### Task instructions
- a) Summarize the extract on soil and cooperative coffee in two sentences.
- b) Translate this sentence from the extract on soil and cooperative coffee into Spanish: "Co-ops are uniquely structured to combine social and environmental justice with financial and democratic participation of farmer, worker, and consumer members."

Extract section start

With some biological know-how, farmers can learn to actively manage soil chemistry and biology (pH, nutrient ratios, microbial communities) to steer outcomes. This means deterring pests, attracting beneficial insects, and stimulating healthy crop growth, all with less reliance on costly chemical inputs.

When Equal Exchange Vice President Lynsey Miller gathered with coffee farmers from around Latin America at the Farmer Exchange in Marcala, Honduras, she completely evolved her appreciation of soil. The agronomists at COMSA highlighted the importance of healthy soil in maintaining ecological balance, supporting farmer livelihoods, and fostering resilient agricultural systems in the face of environmental challenges. And, they taught hands-on how to use the natural environment to manage the soil more effectively. In her article, The Soil Whisperers, Lynsey explains how three “ah-ha’s” garnered from these workshops changed her foundational understanding of soil.

Our supply chain is cooperative

For decades, Equal Exchange, a worker-owned co-op, has partnered with food coops across the country to strengthen our cooperative supply chain by connecting farmer co-ops to food co-ops. Why does this matter? Co-ops are uniquely structured to combine social and environmental justice with financial and democratic participation of farmer, worker, and consumer members. This coffee is a true manifestation of Cooperative Principle 6 and the global cooperative economy.

Extract section end
Data supplied section start

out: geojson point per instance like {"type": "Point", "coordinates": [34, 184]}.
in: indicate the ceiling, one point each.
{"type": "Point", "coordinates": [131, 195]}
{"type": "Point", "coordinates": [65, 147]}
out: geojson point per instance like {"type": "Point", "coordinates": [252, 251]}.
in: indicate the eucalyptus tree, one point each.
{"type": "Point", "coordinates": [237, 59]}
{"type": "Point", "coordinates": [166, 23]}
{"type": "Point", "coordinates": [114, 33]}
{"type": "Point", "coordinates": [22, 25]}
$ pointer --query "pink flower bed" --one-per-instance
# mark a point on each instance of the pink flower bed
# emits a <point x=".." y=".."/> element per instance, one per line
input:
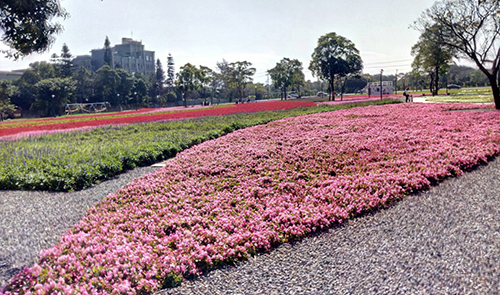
<point x="228" y="198"/>
<point x="144" y="115"/>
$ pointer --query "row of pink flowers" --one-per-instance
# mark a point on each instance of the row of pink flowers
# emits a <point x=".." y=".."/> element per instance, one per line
<point x="228" y="198"/>
<point x="68" y="123"/>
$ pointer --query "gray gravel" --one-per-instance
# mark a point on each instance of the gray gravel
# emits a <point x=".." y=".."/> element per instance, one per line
<point x="442" y="241"/>
<point x="32" y="221"/>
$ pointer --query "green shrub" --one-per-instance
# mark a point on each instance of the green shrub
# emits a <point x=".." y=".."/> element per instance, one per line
<point x="77" y="160"/>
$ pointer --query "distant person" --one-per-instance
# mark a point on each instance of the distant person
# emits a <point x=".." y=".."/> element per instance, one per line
<point x="407" y="94"/>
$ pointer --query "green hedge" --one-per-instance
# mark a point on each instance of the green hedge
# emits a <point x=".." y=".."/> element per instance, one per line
<point x="75" y="161"/>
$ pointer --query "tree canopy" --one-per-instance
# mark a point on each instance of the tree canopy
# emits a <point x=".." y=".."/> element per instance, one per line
<point x="335" y="56"/>
<point x="472" y="28"/>
<point x="241" y="73"/>
<point x="431" y="57"/>
<point x="27" y="25"/>
<point x="286" y="73"/>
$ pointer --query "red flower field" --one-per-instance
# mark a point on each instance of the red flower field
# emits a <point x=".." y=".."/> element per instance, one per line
<point x="8" y="130"/>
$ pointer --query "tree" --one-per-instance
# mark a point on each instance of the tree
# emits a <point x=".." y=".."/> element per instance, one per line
<point x="285" y="74"/>
<point x="241" y="74"/>
<point x="206" y="76"/>
<point x="53" y="95"/>
<point x="25" y="93"/>
<point x="125" y="87"/>
<point x="159" y="81"/>
<point x="27" y="25"/>
<point x="187" y="80"/>
<point x="140" y="92"/>
<point x="170" y="72"/>
<point x="108" y="57"/>
<point x="160" y="74"/>
<point x="6" y="107"/>
<point x="84" y="85"/>
<point x="431" y="57"/>
<point x="106" y="83"/>
<point x="64" y="61"/>
<point x="472" y="28"/>
<point x="335" y="56"/>
<point x="223" y="79"/>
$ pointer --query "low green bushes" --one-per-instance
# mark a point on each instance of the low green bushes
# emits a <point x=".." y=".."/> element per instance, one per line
<point x="77" y="160"/>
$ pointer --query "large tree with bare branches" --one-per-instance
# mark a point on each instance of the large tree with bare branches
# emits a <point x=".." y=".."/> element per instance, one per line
<point x="472" y="28"/>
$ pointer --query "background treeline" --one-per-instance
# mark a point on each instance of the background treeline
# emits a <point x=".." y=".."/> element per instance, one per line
<point x="47" y="87"/>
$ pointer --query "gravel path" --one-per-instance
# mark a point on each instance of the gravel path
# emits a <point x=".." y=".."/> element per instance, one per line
<point x="442" y="241"/>
<point x="32" y="221"/>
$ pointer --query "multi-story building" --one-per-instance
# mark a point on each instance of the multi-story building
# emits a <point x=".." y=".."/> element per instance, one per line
<point x="130" y="55"/>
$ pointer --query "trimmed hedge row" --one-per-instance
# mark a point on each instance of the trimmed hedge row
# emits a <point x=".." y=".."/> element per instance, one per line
<point x="77" y="160"/>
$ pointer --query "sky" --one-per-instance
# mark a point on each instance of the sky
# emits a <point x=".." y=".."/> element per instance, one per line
<point x="204" y="32"/>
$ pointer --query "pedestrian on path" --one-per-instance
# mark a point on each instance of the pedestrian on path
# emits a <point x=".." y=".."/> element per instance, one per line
<point x="407" y="94"/>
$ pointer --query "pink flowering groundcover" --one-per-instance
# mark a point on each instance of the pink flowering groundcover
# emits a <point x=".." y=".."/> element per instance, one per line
<point x="229" y="198"/>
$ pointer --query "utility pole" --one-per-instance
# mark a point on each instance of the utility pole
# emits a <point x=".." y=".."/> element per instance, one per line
<point x="381" y="71"/>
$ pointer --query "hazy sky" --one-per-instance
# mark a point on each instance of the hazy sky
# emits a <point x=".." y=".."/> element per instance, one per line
<point x="204" y="32"/>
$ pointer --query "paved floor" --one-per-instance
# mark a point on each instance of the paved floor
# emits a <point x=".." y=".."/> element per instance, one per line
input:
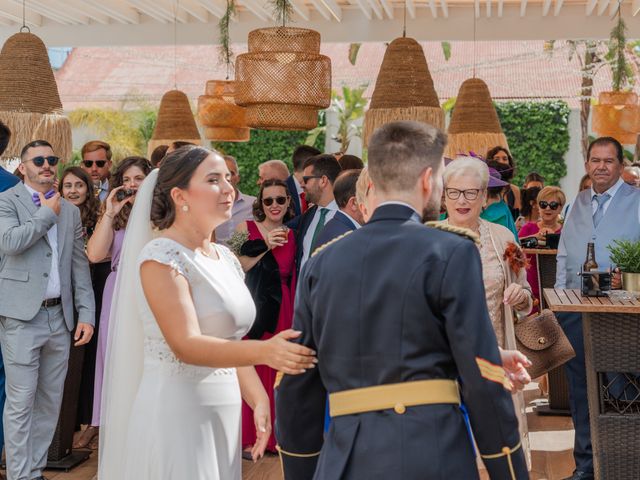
<point x="551" y="442"/>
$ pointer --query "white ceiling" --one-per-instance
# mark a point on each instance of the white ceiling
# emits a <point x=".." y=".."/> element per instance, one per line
<point x="71" y="23"/>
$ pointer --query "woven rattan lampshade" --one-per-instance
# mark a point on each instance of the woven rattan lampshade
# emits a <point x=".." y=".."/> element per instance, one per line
<point x="223" y="120"/>
<point x="29" y="101"/>
<point x="474" y="125"/>
<point x="175" y="122"/>
<point x="283" y="80"/>
<point x="617" y="115"/>
<point x="404" y="89"/>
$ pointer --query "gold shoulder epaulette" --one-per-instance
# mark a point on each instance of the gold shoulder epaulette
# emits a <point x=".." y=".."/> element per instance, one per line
<point x="464" y="232"/>
<point x="330" y="242"/>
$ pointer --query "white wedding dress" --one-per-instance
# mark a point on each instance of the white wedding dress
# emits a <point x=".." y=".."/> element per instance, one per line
<point x="185" y="419"/>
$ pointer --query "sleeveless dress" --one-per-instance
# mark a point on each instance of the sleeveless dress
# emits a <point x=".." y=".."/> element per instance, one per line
<point x="185" y="421"/>
<point x="285" y="257"/>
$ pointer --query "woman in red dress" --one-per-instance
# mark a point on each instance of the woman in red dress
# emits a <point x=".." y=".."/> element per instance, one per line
<point x="266" y="249"/>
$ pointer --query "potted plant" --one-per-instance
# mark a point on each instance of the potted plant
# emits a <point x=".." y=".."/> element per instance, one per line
<point x="625" y="254"/>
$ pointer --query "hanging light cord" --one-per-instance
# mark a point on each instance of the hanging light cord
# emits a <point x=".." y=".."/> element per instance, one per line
<point x="24" y="26"/>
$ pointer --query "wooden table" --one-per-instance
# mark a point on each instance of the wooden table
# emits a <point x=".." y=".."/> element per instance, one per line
<point x="558" y="384"/>
<point x="611" y="329"/>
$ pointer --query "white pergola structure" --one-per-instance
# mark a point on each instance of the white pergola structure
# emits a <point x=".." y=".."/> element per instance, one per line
<point x="71" y="23"/>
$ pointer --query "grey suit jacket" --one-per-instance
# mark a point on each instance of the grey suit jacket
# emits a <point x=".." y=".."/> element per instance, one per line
<point x="25" y="258"/>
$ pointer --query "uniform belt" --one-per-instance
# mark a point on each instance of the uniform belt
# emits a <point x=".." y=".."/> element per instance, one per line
<point x="52" y="302"/>
<point x="398" y="396"/>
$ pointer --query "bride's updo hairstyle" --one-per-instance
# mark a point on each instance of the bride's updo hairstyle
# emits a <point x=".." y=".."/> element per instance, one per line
<point x="176" y="170"/>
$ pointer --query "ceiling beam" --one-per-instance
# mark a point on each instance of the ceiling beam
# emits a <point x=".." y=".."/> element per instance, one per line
<point x="557" y="8"/>
<point x="364" y="6"/>
<point x="445" y="8"/>
<point x="121" y="13"/>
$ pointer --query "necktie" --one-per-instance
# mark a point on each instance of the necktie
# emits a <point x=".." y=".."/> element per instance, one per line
<point x="36" y="197"/>
<point x="319" y="226"/>
<point x="601" y="200"/>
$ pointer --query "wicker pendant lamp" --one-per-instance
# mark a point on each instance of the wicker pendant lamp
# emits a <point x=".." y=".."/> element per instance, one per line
<point x="474" y="126"/>
<point x="175" y="122"/>
<point x="283" y="80"/>
<point x="404" y="89"/>
<point x="29" y="100"/>
<point x="223" y="120"/>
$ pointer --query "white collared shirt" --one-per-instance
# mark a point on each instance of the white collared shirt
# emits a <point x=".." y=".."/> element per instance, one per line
<point x="308" y="236"/>
<point x="53" y="285"/>
<point x="241" y="211"/>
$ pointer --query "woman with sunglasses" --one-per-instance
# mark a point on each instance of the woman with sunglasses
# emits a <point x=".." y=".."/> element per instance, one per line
<point x="466" y="181"/>
<point x="106" y="242"/>
<point x="550" y="201"/>
<point x="268" y="257"/>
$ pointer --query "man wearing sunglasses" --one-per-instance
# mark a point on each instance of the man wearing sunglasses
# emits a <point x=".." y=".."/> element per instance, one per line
<point x="44" y="278"/>
<point x="96" y="161"/>
<point x="607" y="211"/>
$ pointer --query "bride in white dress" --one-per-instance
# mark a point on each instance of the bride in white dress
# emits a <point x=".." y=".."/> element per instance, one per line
<point x="177" y="370"/>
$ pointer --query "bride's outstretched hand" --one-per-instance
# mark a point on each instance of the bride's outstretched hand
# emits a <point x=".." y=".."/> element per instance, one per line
<point x="288" y="357"/>
<point x="262" y="421"/>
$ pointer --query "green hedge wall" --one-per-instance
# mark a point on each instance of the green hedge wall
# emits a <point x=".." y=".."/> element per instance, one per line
<point x="538" y="134"/>
<point x="264" y="145"/>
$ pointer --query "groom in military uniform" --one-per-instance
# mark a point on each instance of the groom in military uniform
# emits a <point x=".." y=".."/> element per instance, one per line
<point x="397" y="314"/>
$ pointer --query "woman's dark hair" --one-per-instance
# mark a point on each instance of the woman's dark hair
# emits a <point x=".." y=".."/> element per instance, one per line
<point x="117" y="180"/>
<point x="533" y="177"/>
<point x="91" y="206"/>
<point x="258" y="208"/>
<point x="176" y="171"/>
<point x="508" y="173"/>
<point x="528" y="196"/>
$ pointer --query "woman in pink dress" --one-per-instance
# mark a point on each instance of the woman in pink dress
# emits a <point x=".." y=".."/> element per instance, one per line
<point x="550" y="201"/>
<point x="266" y="249"/>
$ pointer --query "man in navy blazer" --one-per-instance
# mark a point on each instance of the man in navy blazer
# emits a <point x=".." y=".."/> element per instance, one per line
<point x="294" y="183"/>
<point x="349" y="217"/>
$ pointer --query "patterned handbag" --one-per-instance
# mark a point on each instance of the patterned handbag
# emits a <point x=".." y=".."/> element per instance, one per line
<point x="541" y="338"/>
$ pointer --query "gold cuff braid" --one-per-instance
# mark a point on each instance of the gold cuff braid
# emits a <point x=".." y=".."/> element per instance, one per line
<point x="506" y="452"/>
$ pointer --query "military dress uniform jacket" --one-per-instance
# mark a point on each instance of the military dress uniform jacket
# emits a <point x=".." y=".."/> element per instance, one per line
<point x="396" y="301"/>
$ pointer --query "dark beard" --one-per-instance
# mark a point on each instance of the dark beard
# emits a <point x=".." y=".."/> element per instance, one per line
<point x="431" y="212"/>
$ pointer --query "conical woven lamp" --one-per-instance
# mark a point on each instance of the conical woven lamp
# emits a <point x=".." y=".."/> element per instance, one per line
<point x="617" y="115"/>
<point x="175" y="122"/>
<point x="404" y="89"/>
<point x="29" y="100"/>
<point x="223" y="120"/>
<point x="474" y="125"/>
<point x="283" y="80"/>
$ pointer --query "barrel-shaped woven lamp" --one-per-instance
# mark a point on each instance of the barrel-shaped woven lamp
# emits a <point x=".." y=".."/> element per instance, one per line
<point x="474" y="125"/>
<point x="283" y="80"/>
<point x="29" y="100"/>
<point x="404" y="89"/>
<point x="222" y="119"/>
<point x="617" y="115"/>
<point x="175" y="123"/>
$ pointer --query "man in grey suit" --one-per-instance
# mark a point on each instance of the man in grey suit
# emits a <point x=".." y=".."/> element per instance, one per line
<point x="44" y="272"/>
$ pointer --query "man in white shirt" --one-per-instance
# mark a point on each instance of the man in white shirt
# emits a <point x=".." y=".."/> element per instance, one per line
<point x="96" y="161"/>
<point x="320" y="173"/>
<point x="242" y="209"/>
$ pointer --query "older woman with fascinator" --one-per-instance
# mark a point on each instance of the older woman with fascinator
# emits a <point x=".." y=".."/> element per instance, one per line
<point x="507" y="291"/>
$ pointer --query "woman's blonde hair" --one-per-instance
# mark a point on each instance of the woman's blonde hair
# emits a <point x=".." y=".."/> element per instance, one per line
<point x="551" y="193"/>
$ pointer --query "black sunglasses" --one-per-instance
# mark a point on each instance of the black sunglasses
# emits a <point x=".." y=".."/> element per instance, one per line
<point x="89" y="163"/>
<point x="39" y="161"/>
<point x="306" y="178"/>
<point x="552" y="205"/>
<point x="268" y="201"/>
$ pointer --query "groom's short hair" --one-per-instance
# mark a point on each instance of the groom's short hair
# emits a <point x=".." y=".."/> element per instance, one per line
<point x="399" y="152"/>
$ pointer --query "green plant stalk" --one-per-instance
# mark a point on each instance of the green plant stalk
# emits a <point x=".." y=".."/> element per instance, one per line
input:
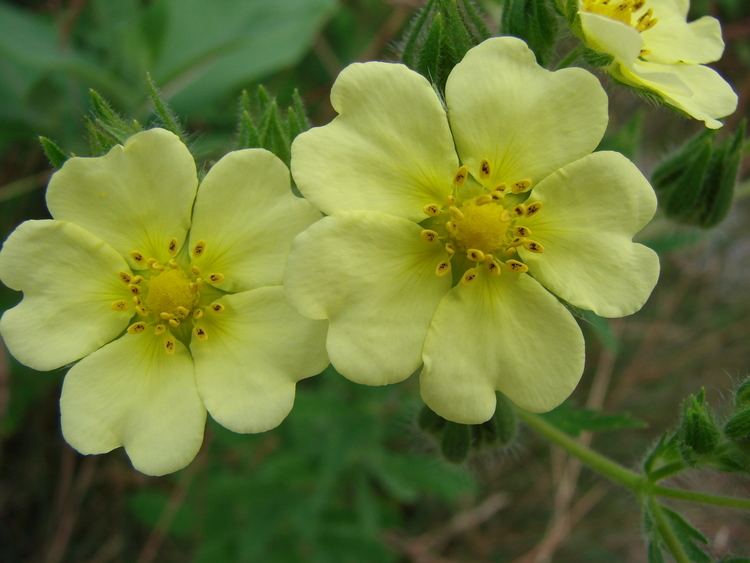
<point x="639" y="484"/>
<point x="667" y="533"/>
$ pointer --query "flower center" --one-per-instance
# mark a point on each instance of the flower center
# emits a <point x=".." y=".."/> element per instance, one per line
<point x="629" y="12"/>
<point x="482" y="231"/>
<point x="170" y="292"/>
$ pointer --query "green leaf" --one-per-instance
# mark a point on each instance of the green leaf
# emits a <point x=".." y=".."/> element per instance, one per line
<point x="576" y="420"/>
<point x="54" y="153"/>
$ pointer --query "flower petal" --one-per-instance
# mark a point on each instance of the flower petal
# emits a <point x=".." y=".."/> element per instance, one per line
<point x="256" y="350"/>
<point x="704" y="94"/>
<point x="246" y="216"/>
<point x="503" y="333"/>
<point x="673" y="40"/>
<point x="373" y="277"/>
<point x="389" y="149"/>
<point x="138" y="197"/>
<point x="70" y="281"/>
<point x="132" y="393"/>
<point x="521" y="118"/>
<point x="590" y="211"/>
<point x="611" y="36"/>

Data supplied section end

### Activity answers
- a) Farmers with biological know-how can manage soil chemistry and biology to deter pests, attract beneficial insects, and stimulate crop growth with less reliance on costly chemical inputs. At the Farmer Exchange in Marcala, Honduras, COMSA agronomists taught Equal Exchange Vice President Lynsey Miller and Latin American coffee farmers why healthy soil matters and how to manage it with the natural environment, and Equal Exchange, a worker-owned co-op, has partnered with food co-ops for decades to connect farmer co-ops to food co-ops.

- b) Las cooperativas están estructuradas de manera única para combinar la justicia social y ambiental con la participación financiera y democrática de sus miembros agricultores, trabajadores y consumidores.